** REQUIREMENT 1 **
Answer these questions from the passage on the 1956-57 Tar Heels:
(a) Whom did the Nats keep instead of Kearns?
(b) Of the 12 players on the championship roster, how many earned advanced degrees?
(c) Which company is Cunningham president of?
** REQUIREMENT 2 **
Continue the passage on the 1956-57 Tar Heels from the point where it stops.

** PROVIDED PASSAGE **
>>

Kearns didn't make the Nats because in his stead they decided to keep the unknown guard they had drafted on the second round. His name was Hal Greer. And that proved more of an indication of things to come than anything Carolina had done. The 1956-57 Tar Heels, it turned out, were more of a transition, a bridge. Before them, college basketball was a regional game, and after them, influenced by them, it went big-time, coast to coast. It was never the same again, although it didn't go in the direction that appeared so evident at the time. Soon there weren't that many guys crossing themselves at the free-throw line.

The white people, the Catholics and the Jews, moved to the suburbs, and black people started moving onto the courts in increasing numbers. Softball can't take you anyplace. The only basketball player to come out of North Carolina at that time and become a pro star was a guy from North Carolina Central named Sam Jones, whom nobody at the NCAAs had ever even heard of.

Give and go.

Although this too: Maybe the Noo Yawk boys did make it easier for those who followed. Maybe if a bunch of Catholics and a Jew can play for your Dixie alma mater, maybe that makes it more palatable to accept blacks. Certainly, that's a possibility.

But once the Tar Heel players understood it was over, all of them went on about their lives. For athletes using sports to scratch their way up then, college was itself something to achieve; it was not, as it has become, merely basic training for the pros. Of the 12 guys on the championship team's roster, all graduated from Chapel Hill, and six earned advanced degrees. "That may be more of an accomplishment than the 32-0," Brennan says.

Of the starters, he and Quigg, the two Brooklyn boys, stayed in Carolina. Quigg is a dentist in Fayetteville, Brennan is the designer of his own men's fashion line, Pinehurst Clothing, in Charlotte. The other three all returned to work in Carolina for a while before moving on. Rosenbluth teaches American history at Coral Gables (Fla.) High School, while coaching a basketball team at Deer-borne, a nearby private school. Kearns and Cunningham both live in the Connecticut suburbs of New York, where Cunningham is president of a trucking firm, Advanced Delivery Systems, Inc., and Kearns is a partner with Bear Stearns, a Wall Street brokerage.

<<

Data entries
>>

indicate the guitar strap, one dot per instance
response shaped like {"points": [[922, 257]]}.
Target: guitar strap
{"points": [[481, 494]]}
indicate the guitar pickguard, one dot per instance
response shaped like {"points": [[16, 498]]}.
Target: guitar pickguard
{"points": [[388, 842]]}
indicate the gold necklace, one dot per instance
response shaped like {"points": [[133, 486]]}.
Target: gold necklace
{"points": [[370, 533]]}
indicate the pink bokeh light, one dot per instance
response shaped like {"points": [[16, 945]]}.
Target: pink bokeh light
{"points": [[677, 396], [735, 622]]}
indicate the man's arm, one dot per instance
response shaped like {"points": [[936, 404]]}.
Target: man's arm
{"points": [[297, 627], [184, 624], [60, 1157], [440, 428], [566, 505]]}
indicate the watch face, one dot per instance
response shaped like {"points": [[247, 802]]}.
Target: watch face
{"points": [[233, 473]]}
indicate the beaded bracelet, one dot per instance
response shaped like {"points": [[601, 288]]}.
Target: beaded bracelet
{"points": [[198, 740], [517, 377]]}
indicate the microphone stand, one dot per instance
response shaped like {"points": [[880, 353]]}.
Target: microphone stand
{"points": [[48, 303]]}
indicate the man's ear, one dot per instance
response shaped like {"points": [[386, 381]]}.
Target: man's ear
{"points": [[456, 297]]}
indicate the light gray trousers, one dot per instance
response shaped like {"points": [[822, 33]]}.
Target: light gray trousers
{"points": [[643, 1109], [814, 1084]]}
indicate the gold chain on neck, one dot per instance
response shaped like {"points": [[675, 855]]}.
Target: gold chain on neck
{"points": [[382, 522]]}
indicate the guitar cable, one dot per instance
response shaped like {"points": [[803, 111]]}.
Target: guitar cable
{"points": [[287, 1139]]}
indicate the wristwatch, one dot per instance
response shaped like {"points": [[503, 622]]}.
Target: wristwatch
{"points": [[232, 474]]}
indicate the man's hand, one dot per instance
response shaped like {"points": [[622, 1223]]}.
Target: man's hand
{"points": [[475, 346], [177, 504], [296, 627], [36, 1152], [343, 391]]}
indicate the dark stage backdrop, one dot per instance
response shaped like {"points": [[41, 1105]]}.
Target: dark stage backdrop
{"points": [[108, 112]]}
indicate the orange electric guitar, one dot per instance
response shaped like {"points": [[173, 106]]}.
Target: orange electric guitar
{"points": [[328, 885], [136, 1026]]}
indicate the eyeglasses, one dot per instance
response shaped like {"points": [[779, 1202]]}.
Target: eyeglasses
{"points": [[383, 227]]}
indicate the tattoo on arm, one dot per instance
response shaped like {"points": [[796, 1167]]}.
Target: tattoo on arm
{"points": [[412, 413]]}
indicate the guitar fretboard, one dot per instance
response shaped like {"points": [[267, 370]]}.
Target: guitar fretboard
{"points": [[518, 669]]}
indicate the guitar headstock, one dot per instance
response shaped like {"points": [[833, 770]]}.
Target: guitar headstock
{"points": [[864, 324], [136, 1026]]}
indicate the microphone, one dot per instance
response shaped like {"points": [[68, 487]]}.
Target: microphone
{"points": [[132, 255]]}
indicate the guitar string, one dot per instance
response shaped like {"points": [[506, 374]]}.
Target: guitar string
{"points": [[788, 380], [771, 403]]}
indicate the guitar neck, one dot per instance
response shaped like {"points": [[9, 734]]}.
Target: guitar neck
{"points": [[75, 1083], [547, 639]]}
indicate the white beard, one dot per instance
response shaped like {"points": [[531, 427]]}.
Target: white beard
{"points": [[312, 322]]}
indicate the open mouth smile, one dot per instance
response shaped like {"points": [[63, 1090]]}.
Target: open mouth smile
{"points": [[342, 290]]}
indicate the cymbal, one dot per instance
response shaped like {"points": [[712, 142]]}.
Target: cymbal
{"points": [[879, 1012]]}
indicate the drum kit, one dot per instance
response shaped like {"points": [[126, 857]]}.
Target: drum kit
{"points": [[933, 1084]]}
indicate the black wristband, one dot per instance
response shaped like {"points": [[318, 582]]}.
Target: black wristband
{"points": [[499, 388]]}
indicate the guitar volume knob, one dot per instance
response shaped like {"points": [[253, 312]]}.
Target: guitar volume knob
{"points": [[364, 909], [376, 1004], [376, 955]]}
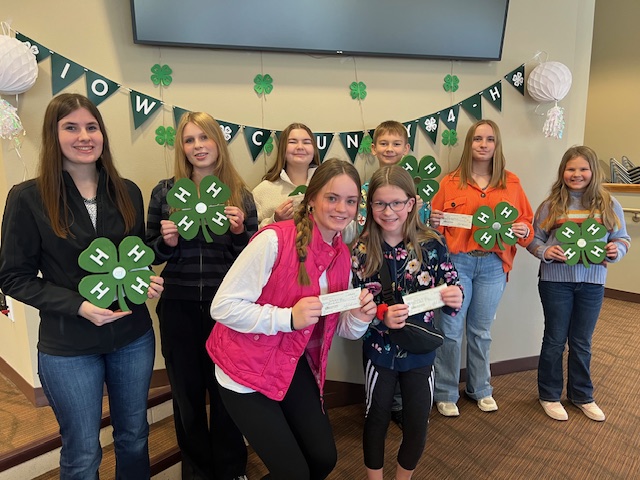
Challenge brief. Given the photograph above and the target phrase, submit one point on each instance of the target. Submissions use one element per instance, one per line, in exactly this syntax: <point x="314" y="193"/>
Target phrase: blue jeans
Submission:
<point x="483" y="281"/>
<point x="74" y="388"/>
<point x="571" y="311"/>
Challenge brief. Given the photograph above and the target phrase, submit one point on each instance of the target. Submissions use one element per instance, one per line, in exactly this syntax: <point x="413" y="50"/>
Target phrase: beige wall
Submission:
<point x="612" y="112"/>
<point x="97" y="34"/>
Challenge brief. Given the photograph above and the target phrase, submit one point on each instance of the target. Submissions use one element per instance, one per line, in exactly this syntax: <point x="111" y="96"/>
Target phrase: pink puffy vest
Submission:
<point x="267" y="363"/>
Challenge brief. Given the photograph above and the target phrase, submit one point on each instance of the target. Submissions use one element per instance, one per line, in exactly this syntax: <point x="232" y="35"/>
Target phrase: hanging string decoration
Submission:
<point x="550" y="82"/>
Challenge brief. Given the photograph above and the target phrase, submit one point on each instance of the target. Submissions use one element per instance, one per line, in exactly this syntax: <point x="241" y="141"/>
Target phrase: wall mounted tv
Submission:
<point x="451" y="29"/>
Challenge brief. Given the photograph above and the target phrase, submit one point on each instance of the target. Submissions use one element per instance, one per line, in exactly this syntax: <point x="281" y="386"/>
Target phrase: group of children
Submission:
<point x="241" y="321"/>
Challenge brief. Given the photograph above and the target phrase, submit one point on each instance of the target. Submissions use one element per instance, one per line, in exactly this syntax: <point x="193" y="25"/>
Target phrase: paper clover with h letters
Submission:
<point x="117" y="273"/>
<point x="495" y="226"/>
<point x="204" y="212"/>
<point x="583" y="242"/>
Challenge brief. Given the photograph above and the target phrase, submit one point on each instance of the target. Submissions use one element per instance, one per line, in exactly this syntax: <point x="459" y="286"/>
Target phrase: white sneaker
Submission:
<point x="448" y="409"/>
<point x="592" y="411"/>
<point x="555" y="410"/>
<point x="487" y="404"/>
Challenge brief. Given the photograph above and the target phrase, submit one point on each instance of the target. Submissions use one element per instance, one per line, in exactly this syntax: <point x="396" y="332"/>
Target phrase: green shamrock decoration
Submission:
<point x="423" y="174"/>
<point x="118" y="273"/>
<point x="268" y="146"/>
<point x="495" y="225"/>
<point x="263" y="84"/>
<point x="365" y="144"/>
<point x="300" y="190"/>
<point x="583" y="242"/>
<point x="358" y="90"/>
<point x="199" y="212"/>
<point x="449" y="137"/>
<point x="451" y="83"/>
<point x="165" y="136"/>
<point x="161" y="75"/>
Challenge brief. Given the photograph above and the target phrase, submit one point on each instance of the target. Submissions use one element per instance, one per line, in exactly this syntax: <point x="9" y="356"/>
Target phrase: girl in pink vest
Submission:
<point x="271" y="342"/>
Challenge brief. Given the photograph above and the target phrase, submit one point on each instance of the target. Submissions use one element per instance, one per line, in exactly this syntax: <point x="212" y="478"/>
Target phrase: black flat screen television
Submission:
<point x="441" y="29"/>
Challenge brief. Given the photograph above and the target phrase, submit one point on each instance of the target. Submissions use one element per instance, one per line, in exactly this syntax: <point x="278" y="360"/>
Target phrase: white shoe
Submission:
<point x="487" y="404"/>
<point x="592" y="411"/>
<point x="555" y="410"/>
<point x="448" y="409"/>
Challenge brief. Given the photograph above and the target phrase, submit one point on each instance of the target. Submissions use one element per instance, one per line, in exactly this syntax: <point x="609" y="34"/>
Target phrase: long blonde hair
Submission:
<point x="498" y="170"/>
<point x="49" y="180"/>
<point x="414" y="232"/>
<point x="222" y="168"/>
<point x="304" y="226"/>
<point x="595" y="198"/>
<point x="281" y="162"/>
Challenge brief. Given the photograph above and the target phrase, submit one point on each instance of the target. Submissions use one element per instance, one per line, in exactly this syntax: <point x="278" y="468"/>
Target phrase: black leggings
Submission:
<point x="417" y="397"/>
<point x="292" y="437"/>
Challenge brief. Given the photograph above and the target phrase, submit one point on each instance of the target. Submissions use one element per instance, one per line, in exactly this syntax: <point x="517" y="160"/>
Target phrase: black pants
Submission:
<point x="212" y="449"/>
<point x="417" y="398"/>
<point x="292" y="437"/>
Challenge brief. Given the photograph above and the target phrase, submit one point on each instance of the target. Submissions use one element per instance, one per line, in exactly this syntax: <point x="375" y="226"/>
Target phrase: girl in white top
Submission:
<point x="297" y="159"/>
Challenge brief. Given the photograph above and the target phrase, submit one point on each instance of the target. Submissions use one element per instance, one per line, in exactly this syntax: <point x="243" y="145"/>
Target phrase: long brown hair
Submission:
<point x="50" y="181"/>
<point x="595" y="198"/>
<point x="414" y="232"/>
<point x="222" y="168"/>
<point x="304" y="226"/>
<point x="498" y="170"/>
<point x="281" y="162"/>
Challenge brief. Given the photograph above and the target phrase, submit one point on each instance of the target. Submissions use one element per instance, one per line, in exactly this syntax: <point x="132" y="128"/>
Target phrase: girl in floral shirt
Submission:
<point x="390" y="233"/>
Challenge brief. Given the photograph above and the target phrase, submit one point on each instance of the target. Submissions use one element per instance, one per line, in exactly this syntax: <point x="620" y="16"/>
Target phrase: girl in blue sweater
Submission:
<point x="572" y="295"/>
<point x="418" y="259"/>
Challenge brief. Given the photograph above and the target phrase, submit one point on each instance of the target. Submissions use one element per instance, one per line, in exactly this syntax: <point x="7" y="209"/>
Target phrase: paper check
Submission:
<point x="456" y="220"/>
<point x="424" y="300"/>
<point x="340" y="301"/>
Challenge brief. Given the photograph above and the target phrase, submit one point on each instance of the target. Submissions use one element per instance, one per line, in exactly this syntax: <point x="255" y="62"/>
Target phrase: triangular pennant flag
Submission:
<point x="63" y="72"/>
<point x="473" y="106"/>
<point x="99" y="88"/>
<point x="40" y="51"/>
<point x="323" y="140"/>
<point x="256" y="139"/>
<point x="494" y="95"/>
<point x="177" y="115"/>
<point x="516" y="78"/>
<point x="411" y="132"/>
<point x="351" y="142"/>
<point x="429" y="125"/>
<point x="229" y="130"/>
<point x="142" y="107"/>
<point x="450" y="117"/>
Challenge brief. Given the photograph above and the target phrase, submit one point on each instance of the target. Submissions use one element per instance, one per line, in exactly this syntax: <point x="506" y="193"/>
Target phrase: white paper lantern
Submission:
<point x="549" y="82"/>
<point x="18" y="66"/>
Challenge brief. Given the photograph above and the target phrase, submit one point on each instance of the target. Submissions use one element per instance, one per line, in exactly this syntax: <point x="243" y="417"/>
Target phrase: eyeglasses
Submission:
<point x="396" y="205"/>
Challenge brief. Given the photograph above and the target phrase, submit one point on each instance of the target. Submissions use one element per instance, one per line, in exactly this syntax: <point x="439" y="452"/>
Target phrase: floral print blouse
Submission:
<point x="410" y="276"/>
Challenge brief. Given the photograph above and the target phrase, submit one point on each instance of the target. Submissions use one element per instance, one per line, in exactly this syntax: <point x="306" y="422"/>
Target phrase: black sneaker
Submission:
<point x="396" y="416"/>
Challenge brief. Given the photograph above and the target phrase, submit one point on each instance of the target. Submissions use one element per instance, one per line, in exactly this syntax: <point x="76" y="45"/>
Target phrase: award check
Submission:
<point x="424" y="300"/>
<point x="340" y="301"/>
<point x="456" y="220"/>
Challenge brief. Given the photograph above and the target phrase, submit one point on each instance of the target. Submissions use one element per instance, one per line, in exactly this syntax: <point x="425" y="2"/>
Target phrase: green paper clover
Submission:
<point x="495" y="226"/>
<point x="449" y="137"/>
<point x="451" y="83"/>
<point x="161" y="74"/>
<point x="263" y="84"/>
<point x="358" y="90"/>
<point x="165" y="135"/>
<point x="118" y="273"/>
<point x="268" y="146"/>
<point x="300" y="190"/>
<point x="423" y="174"/>
<point x="199" y="212"/>
<point x="365" y="144"/>
<point x="583" y="242"/>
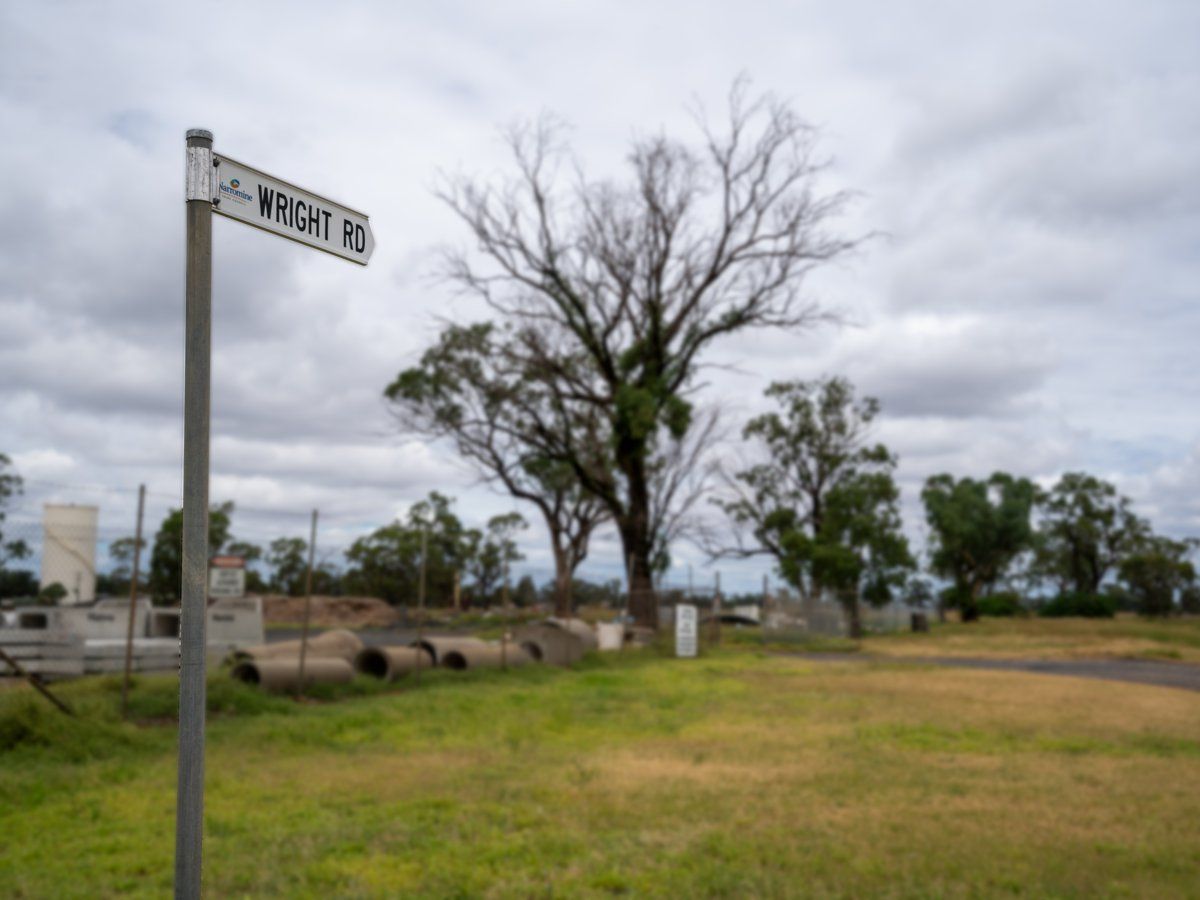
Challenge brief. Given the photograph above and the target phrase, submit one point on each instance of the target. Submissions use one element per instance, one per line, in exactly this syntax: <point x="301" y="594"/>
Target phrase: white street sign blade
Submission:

<<

** WRITTEN ANSWER 1 **
(a) Hal Greer
(b) Six
(c) Advanced Delivery Systems, Inc.

** WRITTEN ANSWER 2 **
Kearns married his Duke sweetheart; the other four all married Chapel Hill coeds. None is divorced; you see, Sonny James was right. After Pat McGuire died of cancer, Frank married a Carolina belle, too, only Jane McGuire comes from across the line, in the Palmetto State. In 1961 McGuire was enticed to leave Chapel Hill to coach Philadelphia in the NBA. His star was Chamberlain; it was under McGuire that Wilt averaged 50 and went for 100 in one game. But then McGuire came back South, taking the coaching job at the University of South Carolina, where he had some right good teams. Retired, he and Jane still live in Columbia, very near to where Frankie, now 30, is institutionalized. It's important not to forget that all of this happened on account of Frankie.

THE LOSER

Wilt Chamberlain left the arena in Kansas City for the lonely walk back to his hotel, the old Muehlebach. Against what was now a light rain, he wore a little British driving cap. A small boy from Chapel Hill, who had flown out for the games, ran in circles around the big man, cruelly taunting him, chanting, "We wilted the Stilt, we wilted the Stilt," over and over. But Chamberlain didn't take the bait. He only looked ahead and kept on walking.